- [Request] Locate every line in the records below that contains the word "brick", and copy each of those lines.

- [Listing]
== == ==
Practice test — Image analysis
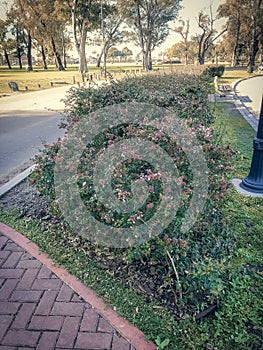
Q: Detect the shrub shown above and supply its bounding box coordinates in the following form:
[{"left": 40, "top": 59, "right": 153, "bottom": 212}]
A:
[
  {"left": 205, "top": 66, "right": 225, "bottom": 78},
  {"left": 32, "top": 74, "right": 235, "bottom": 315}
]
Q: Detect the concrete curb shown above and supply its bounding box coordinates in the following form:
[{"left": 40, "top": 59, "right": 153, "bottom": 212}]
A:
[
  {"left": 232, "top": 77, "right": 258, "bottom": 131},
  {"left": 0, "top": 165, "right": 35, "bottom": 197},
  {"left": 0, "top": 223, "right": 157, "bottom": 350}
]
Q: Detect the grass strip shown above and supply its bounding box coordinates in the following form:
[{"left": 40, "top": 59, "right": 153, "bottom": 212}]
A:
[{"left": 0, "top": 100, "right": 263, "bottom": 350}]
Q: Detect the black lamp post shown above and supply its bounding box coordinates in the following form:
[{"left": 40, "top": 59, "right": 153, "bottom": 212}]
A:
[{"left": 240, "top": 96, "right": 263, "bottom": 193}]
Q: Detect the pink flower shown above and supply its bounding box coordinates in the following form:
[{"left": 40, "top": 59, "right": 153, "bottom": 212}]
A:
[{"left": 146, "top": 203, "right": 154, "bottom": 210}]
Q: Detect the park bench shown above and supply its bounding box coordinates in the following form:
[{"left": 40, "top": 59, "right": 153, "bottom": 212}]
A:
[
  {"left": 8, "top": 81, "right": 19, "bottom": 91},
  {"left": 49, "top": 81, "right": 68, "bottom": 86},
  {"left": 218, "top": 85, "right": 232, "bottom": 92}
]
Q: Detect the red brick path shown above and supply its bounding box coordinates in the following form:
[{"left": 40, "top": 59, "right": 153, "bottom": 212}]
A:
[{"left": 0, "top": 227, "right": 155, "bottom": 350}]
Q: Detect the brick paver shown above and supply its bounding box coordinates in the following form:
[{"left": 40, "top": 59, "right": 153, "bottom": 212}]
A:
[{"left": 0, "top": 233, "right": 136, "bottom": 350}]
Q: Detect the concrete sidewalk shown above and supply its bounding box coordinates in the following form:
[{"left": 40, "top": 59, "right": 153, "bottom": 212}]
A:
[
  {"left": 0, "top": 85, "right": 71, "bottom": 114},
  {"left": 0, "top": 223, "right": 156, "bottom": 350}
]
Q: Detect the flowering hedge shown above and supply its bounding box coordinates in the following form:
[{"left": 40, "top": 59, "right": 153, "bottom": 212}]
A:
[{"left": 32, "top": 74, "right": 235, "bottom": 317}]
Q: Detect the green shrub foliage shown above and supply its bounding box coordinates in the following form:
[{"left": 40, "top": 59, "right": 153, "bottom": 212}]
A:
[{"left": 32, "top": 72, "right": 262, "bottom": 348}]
== == ==
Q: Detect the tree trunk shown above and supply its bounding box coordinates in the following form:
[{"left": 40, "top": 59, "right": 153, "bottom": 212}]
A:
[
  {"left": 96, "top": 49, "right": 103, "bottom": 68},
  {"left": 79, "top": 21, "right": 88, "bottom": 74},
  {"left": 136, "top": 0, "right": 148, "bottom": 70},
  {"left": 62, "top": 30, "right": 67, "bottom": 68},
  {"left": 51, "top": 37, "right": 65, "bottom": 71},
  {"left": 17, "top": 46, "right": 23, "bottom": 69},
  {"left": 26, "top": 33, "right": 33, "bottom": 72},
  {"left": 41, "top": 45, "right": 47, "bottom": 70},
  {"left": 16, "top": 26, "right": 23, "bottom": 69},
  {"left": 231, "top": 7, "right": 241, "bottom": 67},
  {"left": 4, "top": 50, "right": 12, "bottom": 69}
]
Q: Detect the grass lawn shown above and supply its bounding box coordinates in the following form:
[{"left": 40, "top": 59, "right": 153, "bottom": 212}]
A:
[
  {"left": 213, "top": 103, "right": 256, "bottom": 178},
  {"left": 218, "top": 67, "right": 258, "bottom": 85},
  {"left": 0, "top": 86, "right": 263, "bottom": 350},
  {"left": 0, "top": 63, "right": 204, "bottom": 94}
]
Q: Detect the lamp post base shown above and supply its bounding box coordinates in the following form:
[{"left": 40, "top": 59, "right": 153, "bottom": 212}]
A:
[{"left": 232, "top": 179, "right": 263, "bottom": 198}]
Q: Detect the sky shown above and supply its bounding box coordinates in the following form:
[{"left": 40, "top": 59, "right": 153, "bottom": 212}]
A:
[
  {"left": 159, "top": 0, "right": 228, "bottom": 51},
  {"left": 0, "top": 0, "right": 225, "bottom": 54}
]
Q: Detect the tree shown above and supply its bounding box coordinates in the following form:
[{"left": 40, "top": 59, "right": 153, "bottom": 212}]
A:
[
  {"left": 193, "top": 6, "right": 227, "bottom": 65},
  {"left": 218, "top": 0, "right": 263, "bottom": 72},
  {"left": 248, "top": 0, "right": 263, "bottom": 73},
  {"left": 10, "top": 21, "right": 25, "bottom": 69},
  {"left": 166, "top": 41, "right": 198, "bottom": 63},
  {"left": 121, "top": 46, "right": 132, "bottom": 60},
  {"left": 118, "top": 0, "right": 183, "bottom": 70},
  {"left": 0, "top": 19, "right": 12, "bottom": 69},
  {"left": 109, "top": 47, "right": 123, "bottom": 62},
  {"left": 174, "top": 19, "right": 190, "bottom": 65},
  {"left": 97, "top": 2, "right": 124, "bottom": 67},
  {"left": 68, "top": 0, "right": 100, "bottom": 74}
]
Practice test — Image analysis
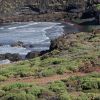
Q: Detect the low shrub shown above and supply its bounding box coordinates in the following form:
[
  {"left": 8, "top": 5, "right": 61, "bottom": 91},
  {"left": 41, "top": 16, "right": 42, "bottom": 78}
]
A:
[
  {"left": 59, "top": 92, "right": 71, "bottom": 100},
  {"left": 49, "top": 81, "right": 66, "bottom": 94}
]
== == ==
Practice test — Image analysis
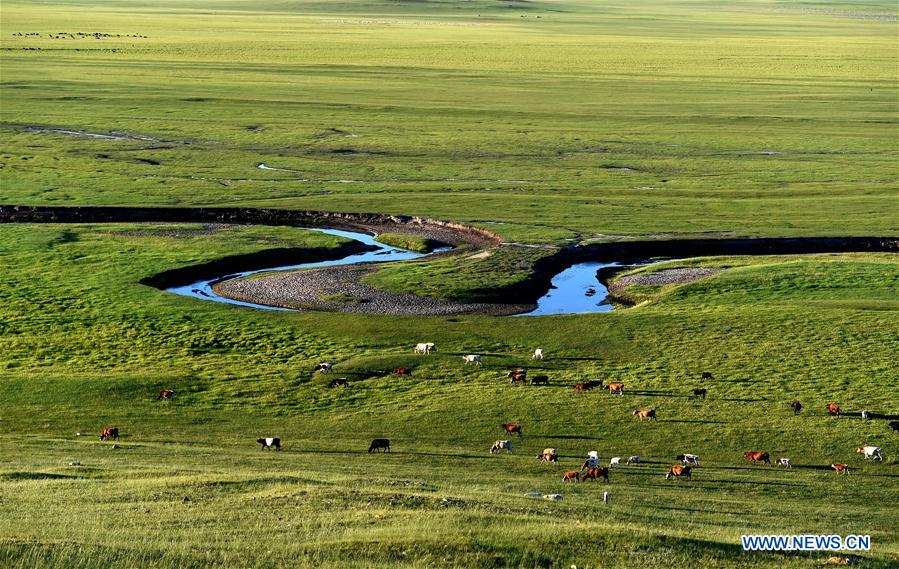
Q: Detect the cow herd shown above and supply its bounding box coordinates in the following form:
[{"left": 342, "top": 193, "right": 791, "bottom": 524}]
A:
== == ==
- [Answer]
Q: Detect the red brick path shown above and supply its bounding box coordinates in the following form:
Q: Detect the brick paver shown above and supply its bounding box coordinates in the following form:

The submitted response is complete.